EXTRACT:
********************
ADI DA SAMRAJ: In any moment of true communion that is so. But the practice does involve responsible dealing with yourself. It requires intentional dealing with yourself. But as I said to you the other evening it is not proper to call it effort. Because you do it in the context of devotion to me, response to me. So, effort is not the proper word. But that doesn’t mean that the word effort is not properly the word to use, that you do nothing and wait for it to happen to you. You must exercise yourself rightly and intelligently. Notice what there is to notice that diminishes the fullness of communion with me and change those things intentionally and do those things consistently.

This is definitely required. So don’t call it effort. But don’t presume you’re suppose to wait around for it to happen. It is your obligation. It is the kind of obligation that is there at the very beginning of this Way, not later. It is the foundation.”
********************
RECORDED DATA:
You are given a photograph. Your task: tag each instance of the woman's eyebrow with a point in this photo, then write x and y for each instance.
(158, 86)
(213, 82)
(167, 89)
********************
WHAT YOU WILL DO:
1: In the passage on practice, at what point in this Way is the obligation said to be present?
2: Proceed with the passage on practice, continuing on from its final sentence.

ANSWERS TO THE PROBLEMS:
1: It is there at the very beginning of this Way, not later.

2:
“Suffer the paradox instead of the confusion. It will only be a paradox to you if you turn to Me. If you continue to do it yourself, you will be confused.” – Adi Da Samraj, 1975


It is clear in his response that Adi Da is using the term effort in two ways. He says on one hand that effort is not proper and on the other that it is proper.

Adi Da points out that the term effort is not proper because responding to him occurs in a devotional Recognition and in the context of true hearing (self-understanding).


“Do you know what love is?

Why all this effort in life?

Why do we make such an immense effort to do anything?

Please carefully listen.

When you ask that question, “Why all this effort”, then you have to ask: What is love?

Is love effort?

I must love you, therefore I am going to make an effort to enquire, what love is.” – J. Krishnamurti


The effort that is proper or right is one of the heart, in consciousness, not of mind alone. The effort of mind alone is always about dilemma, and a strategy for an outcome. It is either wanting to approach someone or something, or it is in the form of an avoidance. The “effort” of the heart, in consciousness, is a feeling matter (tacit) and is therefore much more subtle than logic, mind, or thought.


A true response, or right effort, is based on one of the four forms of Recognition in the context of true hearing and in the realization of the inherent dilemma of mind (self), the state of being in a double bind, where the only resort is Grace.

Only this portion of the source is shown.